Exercise instructions:
For every line in the entries that contains "pant", show the whole line.

Stored items from a collection:
*-*-*

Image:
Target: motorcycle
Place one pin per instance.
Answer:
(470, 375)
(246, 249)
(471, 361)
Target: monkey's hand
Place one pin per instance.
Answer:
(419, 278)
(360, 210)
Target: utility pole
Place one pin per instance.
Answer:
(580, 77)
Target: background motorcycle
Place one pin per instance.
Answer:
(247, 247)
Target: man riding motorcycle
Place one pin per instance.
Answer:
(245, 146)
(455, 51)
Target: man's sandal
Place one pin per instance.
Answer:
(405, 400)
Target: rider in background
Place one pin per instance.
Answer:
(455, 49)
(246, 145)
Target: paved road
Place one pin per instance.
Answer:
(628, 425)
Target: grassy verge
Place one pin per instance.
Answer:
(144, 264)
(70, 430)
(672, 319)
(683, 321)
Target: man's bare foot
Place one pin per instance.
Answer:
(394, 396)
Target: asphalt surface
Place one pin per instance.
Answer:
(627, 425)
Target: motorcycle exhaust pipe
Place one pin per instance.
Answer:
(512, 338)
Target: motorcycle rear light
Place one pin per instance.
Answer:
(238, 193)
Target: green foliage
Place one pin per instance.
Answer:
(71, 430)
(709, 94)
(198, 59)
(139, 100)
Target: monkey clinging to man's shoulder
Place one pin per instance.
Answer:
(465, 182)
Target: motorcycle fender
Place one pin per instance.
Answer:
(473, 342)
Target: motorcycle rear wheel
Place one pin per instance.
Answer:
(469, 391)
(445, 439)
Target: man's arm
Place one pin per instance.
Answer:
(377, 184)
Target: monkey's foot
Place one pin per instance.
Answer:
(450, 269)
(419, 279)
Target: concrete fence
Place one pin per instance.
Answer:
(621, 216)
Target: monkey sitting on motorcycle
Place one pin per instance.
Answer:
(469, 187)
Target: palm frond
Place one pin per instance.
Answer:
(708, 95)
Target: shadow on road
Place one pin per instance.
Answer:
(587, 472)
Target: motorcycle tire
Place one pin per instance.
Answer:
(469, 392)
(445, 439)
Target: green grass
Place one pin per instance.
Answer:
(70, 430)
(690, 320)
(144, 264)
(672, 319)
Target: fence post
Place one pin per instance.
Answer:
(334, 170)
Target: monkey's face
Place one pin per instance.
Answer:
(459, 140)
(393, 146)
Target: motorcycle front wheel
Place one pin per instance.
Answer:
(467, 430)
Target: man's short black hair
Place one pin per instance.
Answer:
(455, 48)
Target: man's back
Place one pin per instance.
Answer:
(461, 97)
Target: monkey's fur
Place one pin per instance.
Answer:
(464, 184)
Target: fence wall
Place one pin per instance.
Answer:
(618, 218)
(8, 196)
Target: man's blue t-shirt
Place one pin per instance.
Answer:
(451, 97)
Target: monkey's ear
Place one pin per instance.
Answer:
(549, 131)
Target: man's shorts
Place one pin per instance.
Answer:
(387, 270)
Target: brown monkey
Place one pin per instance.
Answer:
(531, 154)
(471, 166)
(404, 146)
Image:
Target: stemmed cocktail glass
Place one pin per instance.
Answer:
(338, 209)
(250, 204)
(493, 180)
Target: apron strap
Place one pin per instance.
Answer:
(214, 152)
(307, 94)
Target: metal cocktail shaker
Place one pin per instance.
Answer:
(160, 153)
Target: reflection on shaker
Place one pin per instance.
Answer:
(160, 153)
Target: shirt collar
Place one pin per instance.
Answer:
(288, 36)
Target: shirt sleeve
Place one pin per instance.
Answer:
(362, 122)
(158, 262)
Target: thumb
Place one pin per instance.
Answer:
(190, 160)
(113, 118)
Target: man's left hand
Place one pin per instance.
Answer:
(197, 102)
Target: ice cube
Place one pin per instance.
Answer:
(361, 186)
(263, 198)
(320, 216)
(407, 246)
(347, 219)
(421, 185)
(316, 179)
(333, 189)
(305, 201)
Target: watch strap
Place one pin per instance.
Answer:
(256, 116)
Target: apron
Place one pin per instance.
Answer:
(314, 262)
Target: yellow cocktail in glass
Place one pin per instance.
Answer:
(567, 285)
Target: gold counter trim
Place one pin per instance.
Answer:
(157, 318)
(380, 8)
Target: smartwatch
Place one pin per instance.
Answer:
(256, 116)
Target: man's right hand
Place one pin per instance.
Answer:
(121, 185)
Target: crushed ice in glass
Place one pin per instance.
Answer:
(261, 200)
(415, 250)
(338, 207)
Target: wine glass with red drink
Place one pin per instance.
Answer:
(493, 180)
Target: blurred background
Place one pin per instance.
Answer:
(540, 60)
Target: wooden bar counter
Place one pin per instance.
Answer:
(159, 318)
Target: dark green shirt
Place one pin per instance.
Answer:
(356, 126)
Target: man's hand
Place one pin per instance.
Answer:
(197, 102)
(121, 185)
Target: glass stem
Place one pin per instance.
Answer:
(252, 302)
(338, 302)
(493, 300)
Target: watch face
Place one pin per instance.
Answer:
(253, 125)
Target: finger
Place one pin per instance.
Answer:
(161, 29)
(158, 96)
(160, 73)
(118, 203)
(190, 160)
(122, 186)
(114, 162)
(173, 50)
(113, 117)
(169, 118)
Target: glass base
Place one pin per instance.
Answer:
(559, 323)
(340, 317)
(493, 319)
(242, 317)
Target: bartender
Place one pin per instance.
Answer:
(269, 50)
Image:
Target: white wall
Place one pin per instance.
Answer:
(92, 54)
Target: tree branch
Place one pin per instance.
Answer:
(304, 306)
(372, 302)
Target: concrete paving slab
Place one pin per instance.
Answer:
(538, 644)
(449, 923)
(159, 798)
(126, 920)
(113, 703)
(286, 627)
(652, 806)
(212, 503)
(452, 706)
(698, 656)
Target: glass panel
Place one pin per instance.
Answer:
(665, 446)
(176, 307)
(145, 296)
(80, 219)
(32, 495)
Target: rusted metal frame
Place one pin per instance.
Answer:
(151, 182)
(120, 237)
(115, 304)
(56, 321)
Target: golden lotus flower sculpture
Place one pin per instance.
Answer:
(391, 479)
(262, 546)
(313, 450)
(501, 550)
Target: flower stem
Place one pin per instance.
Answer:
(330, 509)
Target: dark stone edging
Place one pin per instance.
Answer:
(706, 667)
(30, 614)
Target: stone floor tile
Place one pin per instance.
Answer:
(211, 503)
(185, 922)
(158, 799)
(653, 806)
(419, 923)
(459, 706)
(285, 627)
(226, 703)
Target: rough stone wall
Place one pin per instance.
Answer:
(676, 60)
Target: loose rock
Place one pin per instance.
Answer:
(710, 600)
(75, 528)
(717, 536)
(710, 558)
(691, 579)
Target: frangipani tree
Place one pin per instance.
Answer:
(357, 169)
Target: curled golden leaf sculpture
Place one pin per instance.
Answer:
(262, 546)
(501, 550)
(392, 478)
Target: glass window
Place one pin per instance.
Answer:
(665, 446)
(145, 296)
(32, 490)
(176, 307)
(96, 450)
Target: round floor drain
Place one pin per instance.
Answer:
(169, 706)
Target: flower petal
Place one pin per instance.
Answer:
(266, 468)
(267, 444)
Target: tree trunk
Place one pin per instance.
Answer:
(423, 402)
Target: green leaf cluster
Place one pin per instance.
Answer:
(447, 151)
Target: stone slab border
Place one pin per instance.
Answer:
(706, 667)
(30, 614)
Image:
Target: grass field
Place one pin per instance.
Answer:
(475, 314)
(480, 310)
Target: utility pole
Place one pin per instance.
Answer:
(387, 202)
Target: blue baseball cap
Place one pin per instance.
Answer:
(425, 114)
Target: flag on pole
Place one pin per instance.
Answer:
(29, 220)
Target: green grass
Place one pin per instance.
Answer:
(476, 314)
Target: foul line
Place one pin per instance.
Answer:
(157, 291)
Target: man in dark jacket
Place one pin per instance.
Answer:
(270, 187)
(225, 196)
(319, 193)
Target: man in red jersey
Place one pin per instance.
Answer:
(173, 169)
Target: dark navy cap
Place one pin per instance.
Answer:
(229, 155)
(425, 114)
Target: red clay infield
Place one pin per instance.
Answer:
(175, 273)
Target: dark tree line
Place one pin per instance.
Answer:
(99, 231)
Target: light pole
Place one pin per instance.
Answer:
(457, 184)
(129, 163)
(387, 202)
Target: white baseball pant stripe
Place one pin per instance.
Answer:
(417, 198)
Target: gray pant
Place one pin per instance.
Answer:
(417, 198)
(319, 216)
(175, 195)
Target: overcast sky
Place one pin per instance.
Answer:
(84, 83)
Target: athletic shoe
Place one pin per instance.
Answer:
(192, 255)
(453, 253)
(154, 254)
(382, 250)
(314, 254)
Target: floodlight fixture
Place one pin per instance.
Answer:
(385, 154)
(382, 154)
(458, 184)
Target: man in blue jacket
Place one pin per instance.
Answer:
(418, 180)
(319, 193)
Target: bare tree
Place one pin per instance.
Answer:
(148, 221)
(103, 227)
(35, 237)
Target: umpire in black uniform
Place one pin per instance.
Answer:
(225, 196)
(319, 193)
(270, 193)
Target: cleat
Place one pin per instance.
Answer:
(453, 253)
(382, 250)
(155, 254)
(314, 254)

*-*-*

Written answer:
Target: white baseball pant stripe
Target: gray pant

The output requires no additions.